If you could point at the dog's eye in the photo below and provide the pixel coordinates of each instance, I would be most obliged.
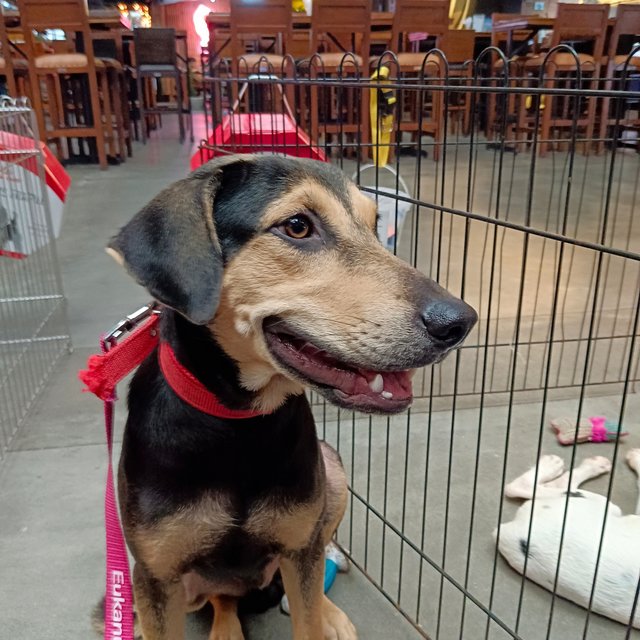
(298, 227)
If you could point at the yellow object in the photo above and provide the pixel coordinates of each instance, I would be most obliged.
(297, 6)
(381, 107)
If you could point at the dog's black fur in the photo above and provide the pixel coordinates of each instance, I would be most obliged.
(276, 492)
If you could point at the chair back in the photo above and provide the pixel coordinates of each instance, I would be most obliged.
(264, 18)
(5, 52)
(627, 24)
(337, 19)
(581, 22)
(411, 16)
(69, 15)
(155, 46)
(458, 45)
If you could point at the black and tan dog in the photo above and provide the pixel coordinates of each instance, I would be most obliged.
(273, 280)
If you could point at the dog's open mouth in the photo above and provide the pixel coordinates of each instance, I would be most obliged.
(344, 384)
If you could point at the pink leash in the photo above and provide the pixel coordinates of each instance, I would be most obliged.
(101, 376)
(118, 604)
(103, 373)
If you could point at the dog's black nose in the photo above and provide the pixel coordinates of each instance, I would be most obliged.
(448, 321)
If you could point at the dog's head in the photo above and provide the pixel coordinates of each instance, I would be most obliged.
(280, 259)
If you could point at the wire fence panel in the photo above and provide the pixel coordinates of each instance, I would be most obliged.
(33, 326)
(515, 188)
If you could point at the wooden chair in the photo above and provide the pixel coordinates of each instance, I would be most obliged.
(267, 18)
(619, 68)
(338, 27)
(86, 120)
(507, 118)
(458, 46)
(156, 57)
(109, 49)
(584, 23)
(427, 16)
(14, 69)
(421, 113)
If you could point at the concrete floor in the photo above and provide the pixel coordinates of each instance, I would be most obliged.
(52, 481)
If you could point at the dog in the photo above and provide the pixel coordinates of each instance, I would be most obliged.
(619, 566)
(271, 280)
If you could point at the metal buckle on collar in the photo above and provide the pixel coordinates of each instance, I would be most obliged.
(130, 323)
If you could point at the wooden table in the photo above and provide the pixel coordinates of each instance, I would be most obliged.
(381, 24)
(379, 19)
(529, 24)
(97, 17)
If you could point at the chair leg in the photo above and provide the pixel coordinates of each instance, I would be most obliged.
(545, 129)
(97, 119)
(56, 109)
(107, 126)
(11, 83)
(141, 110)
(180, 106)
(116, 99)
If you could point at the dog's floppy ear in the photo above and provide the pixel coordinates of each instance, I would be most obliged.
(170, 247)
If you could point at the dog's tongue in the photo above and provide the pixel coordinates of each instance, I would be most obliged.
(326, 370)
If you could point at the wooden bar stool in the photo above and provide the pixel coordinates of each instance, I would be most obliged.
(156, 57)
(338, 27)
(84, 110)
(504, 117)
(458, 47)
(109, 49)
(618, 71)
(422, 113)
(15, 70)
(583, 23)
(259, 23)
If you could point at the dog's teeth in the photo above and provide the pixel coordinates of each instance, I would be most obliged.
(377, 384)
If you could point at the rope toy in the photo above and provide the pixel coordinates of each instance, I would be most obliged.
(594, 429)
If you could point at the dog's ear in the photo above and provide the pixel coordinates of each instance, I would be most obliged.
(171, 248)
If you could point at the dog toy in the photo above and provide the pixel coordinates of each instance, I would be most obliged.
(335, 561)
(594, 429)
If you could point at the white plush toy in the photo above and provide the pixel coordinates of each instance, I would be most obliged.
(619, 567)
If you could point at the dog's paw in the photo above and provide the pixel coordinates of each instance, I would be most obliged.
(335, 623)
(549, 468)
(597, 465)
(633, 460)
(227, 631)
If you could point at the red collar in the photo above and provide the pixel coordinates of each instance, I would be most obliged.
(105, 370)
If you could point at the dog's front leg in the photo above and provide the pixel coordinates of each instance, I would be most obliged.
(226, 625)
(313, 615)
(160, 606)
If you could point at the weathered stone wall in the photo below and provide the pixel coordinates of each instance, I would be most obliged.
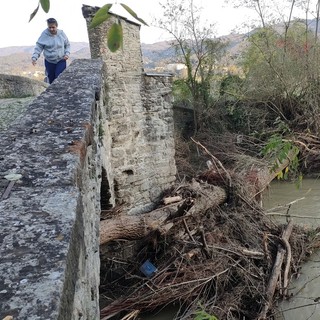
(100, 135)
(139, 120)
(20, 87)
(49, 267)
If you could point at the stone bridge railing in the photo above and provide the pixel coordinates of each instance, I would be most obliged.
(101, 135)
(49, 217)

......

• WHAT IS NEEDED:
Set down the records in full and exactly. Do not carry over any image.

• RESULT FOR THIS TASK:
If you could point at the dog's eye in the photo below and provide the pixel coordinates of each instance, I would be most obliged.
(298, 227)
If you could point at the yellow object in the photo above and provide the pixel coordinates of each instance, I would be most obliged.
(297, 6)
(381, 107)
If you could point at the dog's black fur in the photo above and provide the pixel coordinates of each instance, I would be most obliged.
(276, 492)
If you could point at the chair back in the photo above and provide the pixel coordinates of each instance, I would be most obliged.
(264, 18)
(5, 52)
(627, 24)
(337, 19)
(581, 22)
(411, 16)
(69, 15)
(155, 46)
(458, 45)
If you could point at the black and tan dog in the photo above and provide the pixel coordinates of each instance, I would be most obliged.
(273, 280)
If you could point at the dog's open mouth in the photo above and provide the pixel coordinates of each instance, I would be most obliged.
(344, 384)
If you could point at the pink leash in the photo above and provide the pixel coordinates of each instance, I would be most obliged.
(101, 376)
(118, 604)
(103, 373)
If you could point at the dog's black nose in the photo above and provide the pixel coordinates of each instance, I would be most obliged.
(448, 321)
If you could point at the dog's head in the photo above and provide the pixel coordinates of each instance, I would be most obliged.
(280, 259)
If you could point at the wire fence panel in the photo above and provide the pixel coordinates of each instance, I would be most obliged.
(33, 326)
(515, 188)
If you could point at the wooden chair in the photo above and provide the pixel coordinates of each instance, I would be most obliged.
(267, 18)
(619, 68)
(338, 27)
(86, 120)
(507, 118)
(458, 46)
(156, 57)
(109, 49)
(584, 23)
(427, 16)
(14, 69)
(421, 113)
If you could point at the concrete floor in the photo above and provide the pixel coordinates of each instance, I would be most obliged.
(52, 481)
If you could point at the dog in the photo above and provide the pixel coordinates of each instance, I would be most obliged.
(619, 566)
(271, 280)
If you could point at the metal buckle on collar in the photo above and provide the pixel coordinates of each instance, I would be most obliged.
(130, 323)
If you could point at the wooden table in the photo above and provide the pixel coordinates of each instance, I would be most obliged.
(381, 24)
(379, 19)
(529, 24)
(97, 17)
If you could point at the chair leg in the photo above and provide the pixel coordinates of each instance, I would be most obliged.
(545, 129)
(97, 119)
(56, 109)
(107, 126)
(11, 83)
(141, 110)
(180, 106)
(116, 99)
If you could point at the dog's floppy ear in the photo above and provide the pixel coordinates of each instance, I would be most obliged.
(170, 247)
If you could point at the dog's tongue in the photo above and provide the pixel coordinates of each instance, I would be most obliged.
(326, 370)
If you could point at the wooden bar stool in the photo above and provide the pixel coordinates of each instance, I would be most obliged.
(156, 57)
(338, 27)
(84, 110)
(504, 117)
(458, 47)
(109, 49)
(618, 71)
(422, 113)
(15, 70)
(583, 23)
(259, 23)
If you could point at the dog's teeth in the photo above and provide the pixel coordinates of each instance, I would be most obliged.
(377, 384)
If you could point at the rope toy in the photo above and provide the pixel coordinates of each instance, I would be most obliged.
(594, 429)
If you could point at the dog's ear in the photo above and provide the pixel coordinates of each instance, I would be most obliged.
(171, 248)
If you could point at the dog toy in the photo above and provide the pixel coordinates of each instance, I would be most obliged.
(335, 561)
(594, 429)
If you could point at the white plush toy in the photo above and provide the pixel coordinates of each instance, I would be most obliged.
(619, 567)
If you could point at the dog's paw in the photo above and provide the pixel coordinates of each instance, I would be most obliged.
(335, 623)
(549, 468)
(597, 465)
(633, 460)
(227, 631)
If you could point at the red collar in the photo above and provide the pixel coordinates of each instance, I would be most obliged.
(105, 370)
If you could point at the dog's front leg in the photo above and provide the pixel coordinates of each instance, I would be most obliged.
(226, 625)
(313, 615)
(160, 606)
If you could point at the weathered stone wall in the photo below and provide the pixel coordinates of each instance, I would be most obliged.
(100, 135)
(139, 120)
(20, 87)
(49, 267)
If you could point at the stone bridge railing in the photo above and provide the pixel coordinates of each instance, I would be most obliged.
(101, 135)
(49, 217)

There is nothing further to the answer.